Work order
Among the records below, find each line bearing the word "outlines" and copy it.

Source data

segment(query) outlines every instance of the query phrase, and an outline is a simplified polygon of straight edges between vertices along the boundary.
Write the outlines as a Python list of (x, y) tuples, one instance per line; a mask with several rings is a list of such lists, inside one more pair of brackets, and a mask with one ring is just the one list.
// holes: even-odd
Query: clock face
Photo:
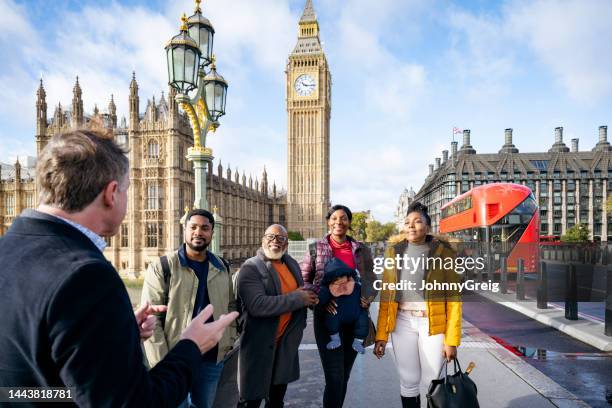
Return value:
[(303, 74), (295, 80), (295, 91), (300, 96), (308, 96), (312, 94), (317, 87), (314, 78), (308, 74)]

Result of this exercise
segment(query) outlines every instance of the query phrase, and an outline is a simplified polygon of straight edges between vertices along the boundary.
Write the outlines as a Python list of (x, y) tuples, one instance per line; a mask with several rings is a list of such lists, inside one more pair of brackets, and a mask with one ring is just the one list.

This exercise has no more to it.